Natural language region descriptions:
________________
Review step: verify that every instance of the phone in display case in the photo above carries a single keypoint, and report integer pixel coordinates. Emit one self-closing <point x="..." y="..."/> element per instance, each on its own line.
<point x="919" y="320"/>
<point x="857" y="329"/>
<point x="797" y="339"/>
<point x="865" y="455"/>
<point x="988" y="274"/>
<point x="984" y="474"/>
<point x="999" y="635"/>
________________
> [Work instruction]:
Each line of the data is to be output exactly, with none skipped.

> [Response to the task]:
Review step: verify that every instance of the phone in display case in the photo above carries a single keypoint, and report integer pixel coordinates. Emit one self-closing <point x="..." y="..."/> element per instance, each on its own line.
<point x="919" y="320"/>
<point x="857" y="329"/>
<point x="797" y="339"/>
<point x="865" y="455"/>
<point x="988" y="274"/>
<point x="984" y="474"/>
<point x="999" y="635"/>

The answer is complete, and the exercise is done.